■ YOUR INSTRUCTIONS: For the listing below, print exactly the lines from the line with "Target: green seed pod" to the line with "[locate] the green leaf", both included, and nothing beyond them.

*** Opening of DATA FOR REVIEW ***

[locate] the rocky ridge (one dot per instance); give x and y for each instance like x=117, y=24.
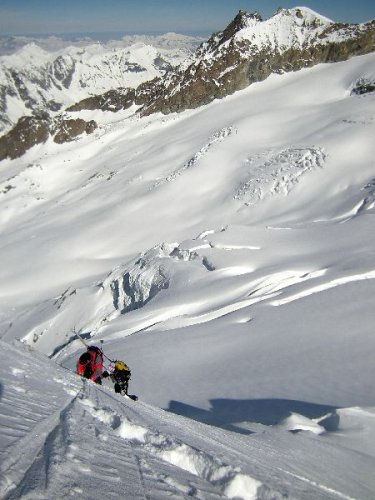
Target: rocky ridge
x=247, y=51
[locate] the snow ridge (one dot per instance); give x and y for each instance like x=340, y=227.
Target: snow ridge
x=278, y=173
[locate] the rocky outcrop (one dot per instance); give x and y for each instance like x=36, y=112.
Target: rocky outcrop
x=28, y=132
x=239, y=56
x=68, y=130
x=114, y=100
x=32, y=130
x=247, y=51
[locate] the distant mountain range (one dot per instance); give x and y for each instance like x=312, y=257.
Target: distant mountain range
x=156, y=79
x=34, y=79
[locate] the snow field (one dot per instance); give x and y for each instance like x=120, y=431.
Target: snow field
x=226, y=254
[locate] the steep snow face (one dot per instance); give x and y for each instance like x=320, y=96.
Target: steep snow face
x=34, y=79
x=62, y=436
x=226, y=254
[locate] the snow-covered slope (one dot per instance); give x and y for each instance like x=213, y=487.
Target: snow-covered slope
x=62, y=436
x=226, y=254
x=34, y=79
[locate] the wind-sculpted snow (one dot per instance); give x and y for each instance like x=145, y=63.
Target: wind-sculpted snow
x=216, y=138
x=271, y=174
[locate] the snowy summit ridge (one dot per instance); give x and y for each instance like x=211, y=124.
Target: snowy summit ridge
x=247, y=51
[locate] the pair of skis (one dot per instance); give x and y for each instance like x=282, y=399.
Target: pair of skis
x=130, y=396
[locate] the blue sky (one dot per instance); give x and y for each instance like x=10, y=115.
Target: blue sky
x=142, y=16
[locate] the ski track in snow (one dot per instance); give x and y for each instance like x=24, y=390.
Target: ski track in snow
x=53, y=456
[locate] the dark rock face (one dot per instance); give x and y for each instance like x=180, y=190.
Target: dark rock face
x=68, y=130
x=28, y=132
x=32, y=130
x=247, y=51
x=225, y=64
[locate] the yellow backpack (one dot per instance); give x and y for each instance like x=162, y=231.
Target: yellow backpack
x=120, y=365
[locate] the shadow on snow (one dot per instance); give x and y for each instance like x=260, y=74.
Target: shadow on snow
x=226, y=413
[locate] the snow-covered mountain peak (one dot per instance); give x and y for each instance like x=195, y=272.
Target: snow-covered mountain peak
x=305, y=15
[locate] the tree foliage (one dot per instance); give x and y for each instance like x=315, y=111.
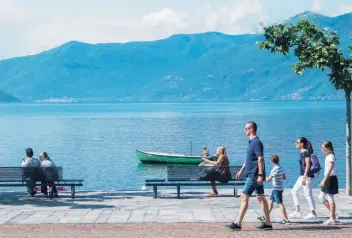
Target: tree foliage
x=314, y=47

*** Close of DATA FOR REVIEW ***
*** Opening of DATA FOR REVIEW ***

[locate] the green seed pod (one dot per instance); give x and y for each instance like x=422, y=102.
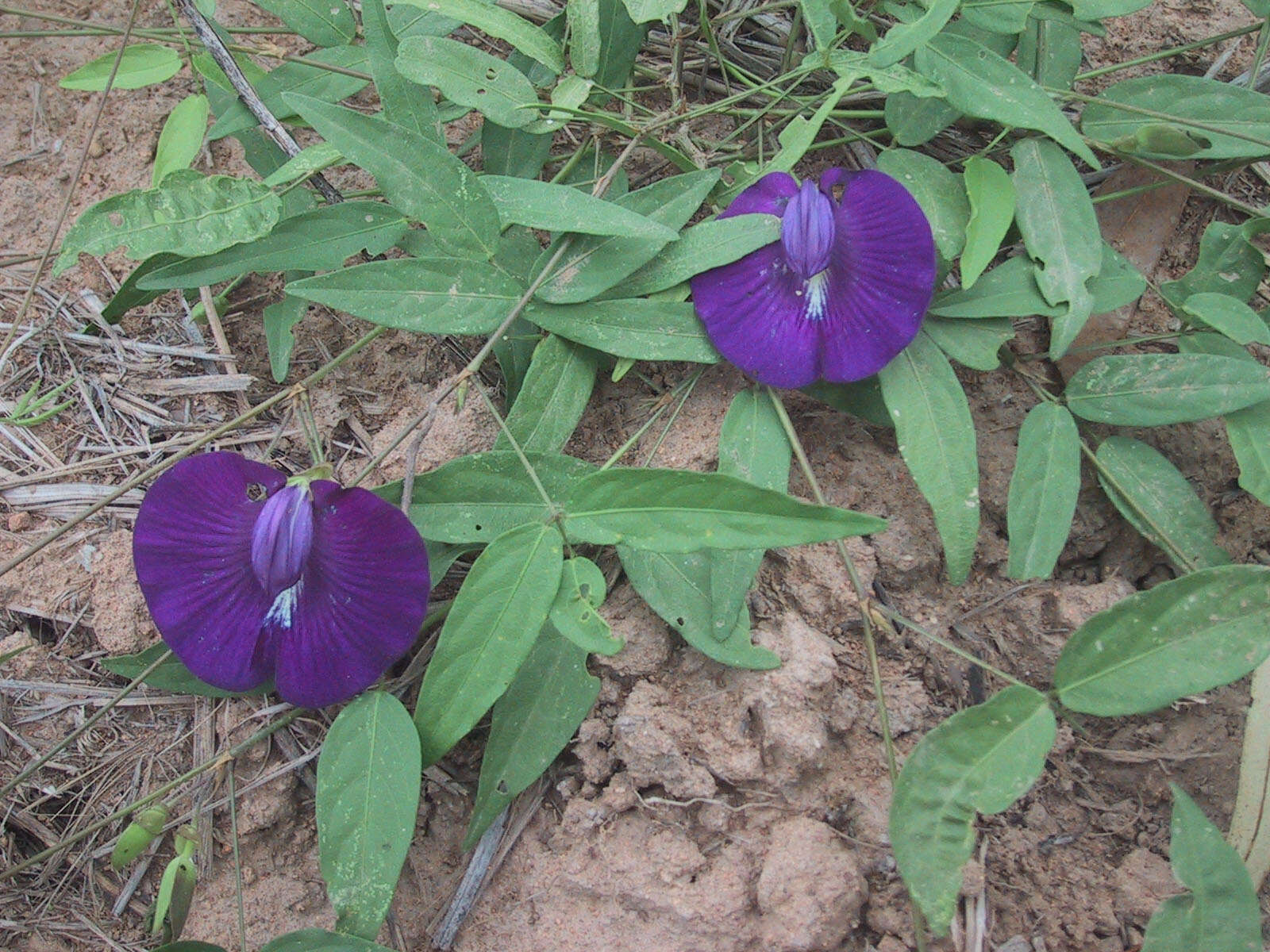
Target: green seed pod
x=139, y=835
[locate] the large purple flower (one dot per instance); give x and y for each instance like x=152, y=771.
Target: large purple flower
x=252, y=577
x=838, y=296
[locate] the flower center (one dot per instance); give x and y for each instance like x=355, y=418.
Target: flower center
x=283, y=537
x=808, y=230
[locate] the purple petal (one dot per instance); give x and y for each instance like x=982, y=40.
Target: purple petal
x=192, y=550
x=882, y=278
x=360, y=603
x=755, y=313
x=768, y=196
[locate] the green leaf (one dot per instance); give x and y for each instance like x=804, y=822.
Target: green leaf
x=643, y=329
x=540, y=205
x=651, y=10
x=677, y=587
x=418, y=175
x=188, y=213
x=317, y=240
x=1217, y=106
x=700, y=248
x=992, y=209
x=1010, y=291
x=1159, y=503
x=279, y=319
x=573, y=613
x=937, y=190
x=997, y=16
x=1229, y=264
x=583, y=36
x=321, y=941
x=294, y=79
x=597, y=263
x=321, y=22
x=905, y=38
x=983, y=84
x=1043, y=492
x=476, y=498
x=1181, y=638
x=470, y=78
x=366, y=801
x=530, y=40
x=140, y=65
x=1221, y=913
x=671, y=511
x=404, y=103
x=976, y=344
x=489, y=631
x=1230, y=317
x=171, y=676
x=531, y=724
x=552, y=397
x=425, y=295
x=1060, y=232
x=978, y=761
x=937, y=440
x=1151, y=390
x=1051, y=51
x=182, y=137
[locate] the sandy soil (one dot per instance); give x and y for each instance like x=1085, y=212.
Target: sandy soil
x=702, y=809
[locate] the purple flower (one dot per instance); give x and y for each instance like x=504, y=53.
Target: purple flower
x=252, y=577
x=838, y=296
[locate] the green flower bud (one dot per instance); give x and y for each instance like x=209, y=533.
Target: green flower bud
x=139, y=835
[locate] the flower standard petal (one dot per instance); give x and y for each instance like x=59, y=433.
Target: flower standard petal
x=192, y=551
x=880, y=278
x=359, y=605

*** Close of DATA FOR REVIEW ***

■ EXERCISE OUTPUT:
Target: green seed pod
x=139, y=835
[locate] the large purple flower (one dot per instance); give x and y for each instance like x=152, y=771.
Target: large purple flower
x=252, y=577
x=838, y=296
[locate] the flower center (one dot per instance); give x and y for each instance like x=355, y=418.
Target: flower center
x=283, y=537
x=808, y=230
[locate] the purple petal (one dot per instance); give x and y for each instance like x=982, y=40.
Target: purple petal
x=192, y=550
x=882, y=278
x=360, y=603
x=755, y=313
x=768, y=196
[locate] the green leaf (one dot per instance); give x and y for each instance like x=804, y=822.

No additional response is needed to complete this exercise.